__DOCUMENT TEXT__.
—————
A distributed chat network saves bandwidth. For example, suppose we set up a chat network with two servers A and B on each side of the Atlantic Ocean. Each server has a large number of clients connected, with each client connecting to its closest server. When a client on server A broadcasts a message, it needs to be sent across the trans-Atlantic link to server B only once, and server B then forwards it to each of its connected clients. The broadcast message crosses the Atlantic only once, instead of once for each of the clients on the other side.

We have already written all the code for the multithreaded server, so it seems a shame to throw it away and rewrite it all to use distributed-process instead. Fortunately, we don’t have to do that. We can simply add some extra code to handle distribution, using the original server code nearly intact. Each client will still be managed by ordinary IO threads synchronized using STM, but additionally we will have some code communicating with the other servers using distributed-process. In Haskell, distributed programming is not all or nothing. We can freely mix distributed and concurrent programming in the same program. This means we can take advantage of the simplicity and performance of ordinary concurrent programming on each node, while using the heavier-weight distributed interfaces for the parts of the program that need to work across multiple nodes.

In this first version, we will use a master/slave configuration in which the master will start up server instances on all the slaves once at the beginning. Later, we will consider how to modify the program so that all nodes are equal, and nodes may come and go at arbitrary times.

Data Types

We will need a few changes to the data structures compared with the multithreaded server. When one client sends a message to another client connected to a different server, we need to know where to send the message. So each server will need to keep a list of all the clients connected to any server in the network, along with the server to which the client is connected. The information about a client now has two possibilities: either it is a local client (connected to this server), or a remote client (connected to a different server).

distrib-chat/chat.hs

type ClientName = String

data Client
  = ClientLocal   LocalClient
  | ClientRemote  RemoteClient

data RemoteClient = RemoteClient
       { remoteName :: ClientName
       , clientHome :: ProcessId
       }

data LocalClient = LocalClient
       { localName      :: ClientName
       , clientHandle   :: Handle
       , clientKicked   :: TVar (Maybe String)
       , clientSendChan :: TChan Message
       }

clientName :: Client -> ClientName
clientName (ClientLocal  c) = localName c
clientName (ClientRemote c) = remoteName c

newLocalClient :: ClientName -> Handle -> STM LocalClient
newLocalClient name handle = do
  c <- newTChan
  k <- newTVar Nothing
  return LocalClient { localName      = name
                     , clientHandle   = handle
                     , clientSendChan = c
                     , clientKicked   = k
                     }

LocalClient is what we previously called Client, and RemoteClient is a client connected to another server. The Client type is now a disjunction of these two, with constructors ClientLocal and ClientRemote.

The Message type is as before, except that we need to derive Typeable and Binary, because Messages will be sent over the network:

data Message = Notice String
             | Tell ClientName String
             | Broadcast ClientName String
             | Command String
  deriving (Typeable, Generic)
—————
__LISTING__.
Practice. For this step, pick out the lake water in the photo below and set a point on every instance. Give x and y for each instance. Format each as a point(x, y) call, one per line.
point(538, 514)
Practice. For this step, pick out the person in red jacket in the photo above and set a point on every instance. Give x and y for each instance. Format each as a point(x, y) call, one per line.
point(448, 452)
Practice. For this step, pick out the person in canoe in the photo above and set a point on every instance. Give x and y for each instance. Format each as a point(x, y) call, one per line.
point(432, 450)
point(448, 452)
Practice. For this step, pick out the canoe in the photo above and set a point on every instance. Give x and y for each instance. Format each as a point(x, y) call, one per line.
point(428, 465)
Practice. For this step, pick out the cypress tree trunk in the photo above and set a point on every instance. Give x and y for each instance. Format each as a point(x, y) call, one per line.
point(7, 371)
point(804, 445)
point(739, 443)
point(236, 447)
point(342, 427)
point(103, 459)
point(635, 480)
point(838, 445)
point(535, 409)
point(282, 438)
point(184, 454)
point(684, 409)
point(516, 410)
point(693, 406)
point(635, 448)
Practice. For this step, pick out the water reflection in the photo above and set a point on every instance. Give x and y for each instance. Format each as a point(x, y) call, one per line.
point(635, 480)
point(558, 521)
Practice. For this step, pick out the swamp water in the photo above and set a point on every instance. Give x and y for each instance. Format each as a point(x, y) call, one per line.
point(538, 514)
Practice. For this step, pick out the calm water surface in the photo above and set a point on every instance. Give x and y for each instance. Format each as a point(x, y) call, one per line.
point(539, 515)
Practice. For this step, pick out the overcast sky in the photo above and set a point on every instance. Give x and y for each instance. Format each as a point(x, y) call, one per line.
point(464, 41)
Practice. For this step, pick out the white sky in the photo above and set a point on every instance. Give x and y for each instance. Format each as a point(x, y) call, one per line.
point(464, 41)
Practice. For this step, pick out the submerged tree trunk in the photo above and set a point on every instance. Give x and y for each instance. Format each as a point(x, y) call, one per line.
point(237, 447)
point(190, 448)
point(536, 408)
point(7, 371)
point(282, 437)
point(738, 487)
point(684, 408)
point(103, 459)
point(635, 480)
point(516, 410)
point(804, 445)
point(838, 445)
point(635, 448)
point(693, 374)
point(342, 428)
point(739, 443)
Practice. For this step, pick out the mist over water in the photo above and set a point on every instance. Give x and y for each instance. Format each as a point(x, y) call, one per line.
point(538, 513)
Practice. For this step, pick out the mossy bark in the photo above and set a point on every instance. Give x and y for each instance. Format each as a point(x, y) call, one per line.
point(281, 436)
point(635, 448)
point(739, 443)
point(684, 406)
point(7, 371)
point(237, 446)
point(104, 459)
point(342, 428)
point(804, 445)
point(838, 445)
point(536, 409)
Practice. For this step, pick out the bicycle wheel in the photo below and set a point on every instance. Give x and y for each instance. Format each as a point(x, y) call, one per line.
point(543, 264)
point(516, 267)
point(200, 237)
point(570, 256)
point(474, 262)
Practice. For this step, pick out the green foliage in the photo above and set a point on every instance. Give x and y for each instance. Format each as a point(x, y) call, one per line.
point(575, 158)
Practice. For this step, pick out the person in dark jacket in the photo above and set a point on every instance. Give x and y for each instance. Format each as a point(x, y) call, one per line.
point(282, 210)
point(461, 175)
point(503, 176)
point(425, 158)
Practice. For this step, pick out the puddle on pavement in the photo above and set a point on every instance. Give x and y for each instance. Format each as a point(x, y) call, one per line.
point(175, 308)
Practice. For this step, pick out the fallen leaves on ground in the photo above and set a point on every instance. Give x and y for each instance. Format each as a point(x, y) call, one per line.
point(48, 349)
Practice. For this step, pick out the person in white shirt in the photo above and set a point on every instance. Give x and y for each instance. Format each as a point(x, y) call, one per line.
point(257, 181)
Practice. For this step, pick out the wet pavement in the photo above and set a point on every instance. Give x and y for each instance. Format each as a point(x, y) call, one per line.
—————
__REQUIREMENT 1__. Does each of these statements agree with the distributed chat server text: (a) a broadcast from a client on server A crosses the Atlantic once for each client on server B; (b) in the first version, the master starts server instances on all the slaves once at the beginning; (c) each server keeps a list of only the clients connected to itself? Answer yes or no for each, quoting the deciding words of the text.
__REQUIREMENT 2__. Can you go on with the distributed chat server text from where it stops?
You won't need the lines to do this.

__RESPONSE 1__.
(a) No: "The broadcast message crosses the Atlantic only once, instead of once for each of the clients on the other side."
(b) Yes: "the master will start up server instances on all the slaves once at the beginning"
(c) No: "each server will need to keep a list of all the clients connected to any server in the network"

__RESPONSE 2__.
instance Binary Message

Servers need to communicate with one another, and the kinds of messages they need to send are richer than Message. For example, servers need to tell one another when a new client connects, or one client kicks another. So we have a new type for messages sent between servers, which we call PMessage:

data PMessage
  = MsgServers            [ProcessId]
  | MsgSend               ClientName Message
  | MsgBroadcast          Message
  | MsgKick               ClientName ClientName
  | MsgNewClient          ClientName ProcessId
  | MsgClientDisconnected ClientName ProcessId
  deriving (Typeable, Generic)

instance Binary PMessage

Most of these are self-explanatory, except for one: MsgServers is a special message sent to each server node when it starts up, telling it the ProcessIds of all the server nodes in the network.

The Server type previously contained only the mapping from ClientName to Client, but now it needs some more information:

data Server = Server
  { clients   :: TVar (Map ClientName Client)
  , proxychan :: TChan (Process ())
  , servers   :: TVar [ProcessId]
  , spid      :: ProcessId
  }

newServer :: [ProcessId] -> Process Server
newServer pids = do
  pid <- getSelfPid
  liftIO $ do
    s <- newTVarIO pids
    c <- newTVarIO Map.empty
    o <- newTChanIO
    return Server { clients = c, servers = s, proxychan = o, spid = pid }

clients is the client mapping, as before; servers is the list of other server ProcessIds, and spid is the ProcessId of this server (for convenience).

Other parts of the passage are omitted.